▶ [YOUR ASSIGNMENT]
Give back the lines below verbatim, omitting all pictures.

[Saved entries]
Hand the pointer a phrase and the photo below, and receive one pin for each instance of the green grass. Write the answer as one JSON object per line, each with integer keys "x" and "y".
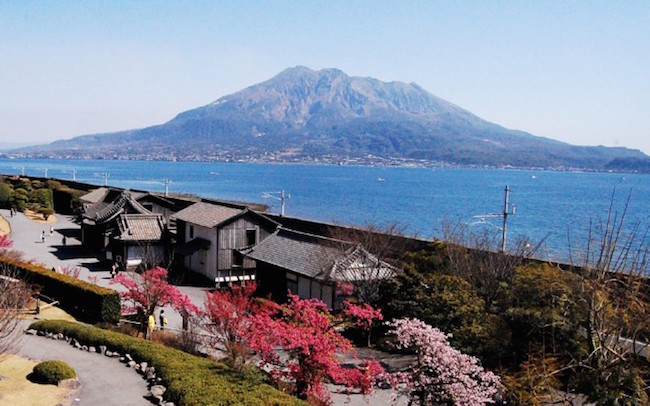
{"x": 190, "y": 380}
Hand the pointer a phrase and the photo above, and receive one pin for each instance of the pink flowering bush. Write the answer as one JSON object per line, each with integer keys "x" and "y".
{"x": 70, "y": 270}
{"x": 442, "y": 374}
{"x": 226, "y": 317}
{"x": 299, "y": 344}
{"x": 150, "y": 290}
{"x": 362, "y": 315}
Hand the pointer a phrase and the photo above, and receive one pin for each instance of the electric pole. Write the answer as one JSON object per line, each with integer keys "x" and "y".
{"x": 507, "y": 210}
{"x": 167, "y": 182}
{"x": 281, "y": 196}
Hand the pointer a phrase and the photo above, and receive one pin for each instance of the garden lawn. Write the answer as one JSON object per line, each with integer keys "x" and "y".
{"x": 16, "y": 389}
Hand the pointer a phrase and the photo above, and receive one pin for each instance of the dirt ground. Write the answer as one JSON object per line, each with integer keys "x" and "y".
{"x": 5, "y": 228}
{"x": 38, "y": 217}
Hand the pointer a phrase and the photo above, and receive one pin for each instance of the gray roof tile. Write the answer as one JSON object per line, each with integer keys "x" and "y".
{"x": 207, "y": 214}
{"x": 140, "y": 227}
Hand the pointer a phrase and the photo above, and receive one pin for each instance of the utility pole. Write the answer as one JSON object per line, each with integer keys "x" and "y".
{"x": 167, "y": 182}
{"x": 507, "y": 210}
{"x": 282, "y": 203}
{"x": 281, "y": 197}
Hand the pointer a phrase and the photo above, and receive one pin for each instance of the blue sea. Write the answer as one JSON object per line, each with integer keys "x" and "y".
{"x": 554, "y": 207}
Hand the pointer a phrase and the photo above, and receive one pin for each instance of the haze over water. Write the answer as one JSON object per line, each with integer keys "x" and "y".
{"x": 549, "y": 205}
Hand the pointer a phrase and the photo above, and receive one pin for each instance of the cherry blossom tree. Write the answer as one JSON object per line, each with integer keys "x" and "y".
{"x": 150, "y": 290}
{"x": 442, "y": 374}
{"x": 226, "y": 317}
{"x": 15, "y": 295}
{"x": 362, "y": 315}
{"x": 303, "y": 331}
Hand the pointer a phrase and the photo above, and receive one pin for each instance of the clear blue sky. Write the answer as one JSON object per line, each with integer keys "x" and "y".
{"x": 575, "y": 71}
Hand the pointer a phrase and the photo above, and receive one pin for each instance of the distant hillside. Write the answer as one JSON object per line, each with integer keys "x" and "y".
{"x": 306, "y": 115}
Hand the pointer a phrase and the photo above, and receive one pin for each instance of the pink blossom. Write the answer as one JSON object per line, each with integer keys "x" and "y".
{"x": 442, "y": 374}
{"x": 146, "y": 292}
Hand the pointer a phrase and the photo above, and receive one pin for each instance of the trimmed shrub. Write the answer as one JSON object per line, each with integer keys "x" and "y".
{"x": 83, "y": 300}
{"x": 53, "y": 372}
{"x": 190, "y": 380}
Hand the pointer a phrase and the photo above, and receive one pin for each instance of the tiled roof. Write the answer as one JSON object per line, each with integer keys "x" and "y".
{"x": 318, "y": 257}
{"x": 207, "y": 215}
{"x": 140, "y": 227}
{"x": 95, "y": 196}
{"x": 301, "y": 253}
{"x": 113, "y": 205}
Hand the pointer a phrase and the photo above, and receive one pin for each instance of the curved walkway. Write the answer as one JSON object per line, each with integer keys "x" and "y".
{"x": 104, "y": 381}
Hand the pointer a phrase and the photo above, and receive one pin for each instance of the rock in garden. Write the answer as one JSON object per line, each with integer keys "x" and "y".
{"x": 158, "y": 391}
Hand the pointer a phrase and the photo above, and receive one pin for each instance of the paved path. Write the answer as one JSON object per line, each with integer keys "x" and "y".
{"x": 104, "y": 381}
{"x": 26, "y": 235}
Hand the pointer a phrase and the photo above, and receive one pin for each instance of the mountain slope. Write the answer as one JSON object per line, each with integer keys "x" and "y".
{"x": 302, "y": 114}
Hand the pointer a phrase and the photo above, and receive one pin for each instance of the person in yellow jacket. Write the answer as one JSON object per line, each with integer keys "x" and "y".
{"x": 151, "y": 324}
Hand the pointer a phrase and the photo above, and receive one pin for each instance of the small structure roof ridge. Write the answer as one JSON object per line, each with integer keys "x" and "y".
{"x": 316, "y": 236}
{"x": 207, "y": 214}
{"x": 133, "y": 226}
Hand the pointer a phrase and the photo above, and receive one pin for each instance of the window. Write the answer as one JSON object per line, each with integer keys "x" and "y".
{"x": 237, "y": 259}
{"x": 251, "y": 237}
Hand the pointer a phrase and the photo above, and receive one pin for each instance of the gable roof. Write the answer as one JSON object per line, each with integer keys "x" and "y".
{"x": 140, "y": 227}
{"x": 319, "y": 257}
{"x": 298, "y": 252}
{"x": 115, "y": 202}
{"x": 95, "y": 196}
{"x": 210, "y": 214}
{"x": 207, "y": 215}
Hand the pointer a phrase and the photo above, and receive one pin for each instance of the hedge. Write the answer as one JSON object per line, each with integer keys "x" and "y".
{"x": 190, "y": 380}
{"x": 83, "y": 300}
{"x": 53, "y": 372}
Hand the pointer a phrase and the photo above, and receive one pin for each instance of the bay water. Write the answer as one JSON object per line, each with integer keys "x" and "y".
{"x": 557, "y": 208}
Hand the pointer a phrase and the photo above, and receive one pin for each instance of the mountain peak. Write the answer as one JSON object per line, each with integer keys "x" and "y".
{"x": 304, "y": 114}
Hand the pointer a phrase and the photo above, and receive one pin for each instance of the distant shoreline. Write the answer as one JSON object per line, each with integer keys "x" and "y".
{"x": 351, "y": 162}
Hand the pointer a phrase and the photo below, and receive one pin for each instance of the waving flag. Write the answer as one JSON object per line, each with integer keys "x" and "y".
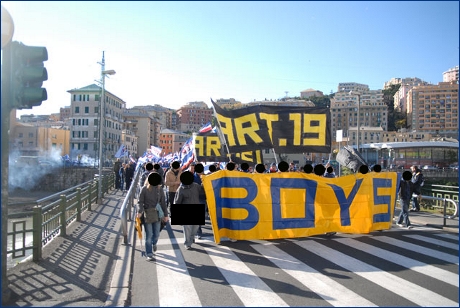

▶ [SOLUTION TO THE EXERCISE]
Hand the pointer a phrase and the photo below, and receive one pin for each instance of the green grass. Write the answer as one JSON object per line, each with integer keys "x" and "y".
{"x": 190, "y": 380}
Hand the pointer a phrase and the photo above, and receive one pin for each instance of the pink flowering bush. Write the answer as one JSON object per line, each with integer keys "x" and "y".
{"x": 70, "y": 270}
{"x": 442, "y": 374}
{"x": 226, "y": 317}
{"x": 299, "y": 344}
{"x": 150, "y": 290}
{"x": 362, "y": 315}
Hand the pointer a phrase and the photo above, and receive one pin for each instance of the electric pole. Write the answer as one JSON object per line, each with integer keys "x" and "y".
{"x": 507, "y": 210}
{"x": 167, "y": 182}
{"x": 281, "y": 196}
Hand the pointer a phrase and the photo above, and receive one pin for each instance of the garden lawn. Write the answer as one JSON object per line, each with integer keys "x" and "y".
{"x": 16, "y": 389}
Hand the pointer a phrase and the photo above, and receive one pin for each instance of the dirt ground. Write the answer as one JSON object per line, each with integer keys "x" and "y".
{"x": 5, "y": 228}
{"x": 38, "y": 217}
Hand the pointer a phrase and the photo above, and receive one pin for each instance of the gray roof tile. Write the answer as one JSON object per line, each with integer keys "x" and "y".
{"x": 207, "y": 214}
{"x": 140, "y": 227}
Hand the pointer a phrase and the photo above, and receive one pin for each instance of the utility pole. Write the answer as one JSON object per line, each with integer keys "x" and "y".
{"x": 167, "y": 182}
{"x": 507, "y": 210}
{"x": 282, "y": 203}
{"x": 281, "y": 197}
Hand the pointer a phrase and the photo above, and receive one pin for each instance of the blue sea. Write the answer as one JSON object per line, each with integer keys "x" and "y".
{"x": 554, "y": 207}
Hand the pointer a phrase and the photo above, and receive one pin for each instance of the haze over water. Write the answer as one JSON object per line, each with integer keys "x" and "y".
{"x": 549, "y": 205}
Hand the pointer a phrase and the photo above, and receive one pin for each instance of the cherry blossom tree. Write the answer as one JSON object per line, each with integer keys "x" and "y".
{"x": 150, "y": 290}
{"x": 442, "y": 374}
{"x": 226, "y": 317}
{"x": 15, "y": 295}
{"x": 362, "y": 315}
{"x": 303, "y": 331}
Hand the pointer a phrase and the photo above, and receive one pin for each instance of the clear blue sky. Write the answer as one JSON object per line, each with integer keys "x" and "y".
{"x": 575, "y": 71}
Hand the pointer a phrase and the photo above, and receive one pin for each instance of the distant hillside. Write the answer as one JSON object per line, each with integer keys "x" and "y".
{"x": 306, "y": 115}
Hand the pointer a phrase and the photo above, and receive one pin for each instance of the pink blossom. Write the answer as one JSON object per line, each with integer keys "x" and "y".
{"x": 442, "y": 374}
{"x": 146, "y": 292}
Hand the pointer a phrase and the photo above, and receive one pin for each instance of the trimmed shrub. Write the answer as one JSON object per line, each with integer keys "x" and "y".
{"x": 83, "y": 300}
{"x": 53, "y": 372}
{"x": 190, "y": 380}
Hand the pointer a phrase and the photo above, and receive one pin for each instance of the tiled roof. Write the answer as one JSON object per line, each with integer keys "x" and "y".
{"x": 318, "y": 257}
{"x": 207, "y": 215}
{"x": 140, "y": 227}
{"x": 95, "y": 196}
{"x": 301, "y": 253}
{"x": 113, "y": 205}
Hand the pointer a phrase and the photo above, and receive one pin for each instance of the curved walkway. Write the answer as one JSON object per line, each with integer keys "x" and "y".
{"x": 104, "y": 381}
Hand the pointer a phrase and the photo above, and receive one pin for each instance of the rock in garden. Write the answer as one JSON object per line, each with integer keys "x" and "y".
{"x": 158, "y": 391}
Hand the pointer a phrase and the photo above, and receive one pin for each instance of the paved path. Write the answer as one JSON object per line, each with integer keys "x" and "y".
{"x": 104, "y": 381}
{"x": 26, "y": 235}
Hand the pointer a phrase and the photo above, and receive one pin for each instance of the mountain slope. Write the answer as one JSON object per line, each with integer keys "x" and "y".
{"x": 302, "y": 114}
Hand the pointer a phrase and the photo above, and receive one pin for each instance of the person in yellow jacket. Write the answer as one JSON object per line, each with integer keys "x" and "y".
{"x": 151, "y": 324}
Hand the pointer a phrase and the photo above, and receive one pin for each instance of the small structure roof ridge. Write the answer as one JSON object per line, each with integer keys "x" and "y".
{"x": 316, "y": 236}
{"x": 207, "y": 214}
{"x": 133, "y": 226}
Hand the pointer a phrase and the photo above, and receive one pin for each instance of the window. Write the answer as one JSON object per line, each with integer keys "x" and "y".
{"x": 237, "y": 259}
{"x": 251, "y": 237}
Hand the pointer a phrase and the photo above, and receive one pin for each instance of the gable roof. Write the answer as one JSON object per line, each with integer keys "x" and "y".
{"x": 140, "y": 227}
{"x": 319, "y": 257}
{"x": 298, "y": 252}
{"x": 115, "y": 202}
{"x": 95, "y": 196}
{"x": 210, "y": 214}
{"x": 207, "y": 215}
Hand the pointer a phrase and the photo above, and receive one pin for each instance of the hedge. Write the answer as one JSON object per line, each with integer keys "x" and "y".
{"x": 190, "y": 380}
{"x": 83, "y": 300}
{"x": 53, "y": 372}
Hand the pointer a phrase and the photo above, and receive one pin for each instance of the bay water. Write the answer as one JSON object per line, each with integer keys "x" and "y".
{"x": 557, "y": 208}
Hand the pointer a phrase and the photo above, and receive one pin for each instance of the mountain peak. Write the answer as one JSON object per line, each with integer keys "x" and "y".
{"x": 304, "y": 114}
Hand the pointer a phrase and the photo above, and receive one pin for each instance of the distant shoreline. Write the answer as one JSON object per line, each with integer keys "x" and "y".
{"x": 351, "y": 162}
Hand the pointer a phrase and the photo below, and receive one pin for each instance of the waving flag. Write the answer as one JSON object per line, each with integer keys "x" and "y".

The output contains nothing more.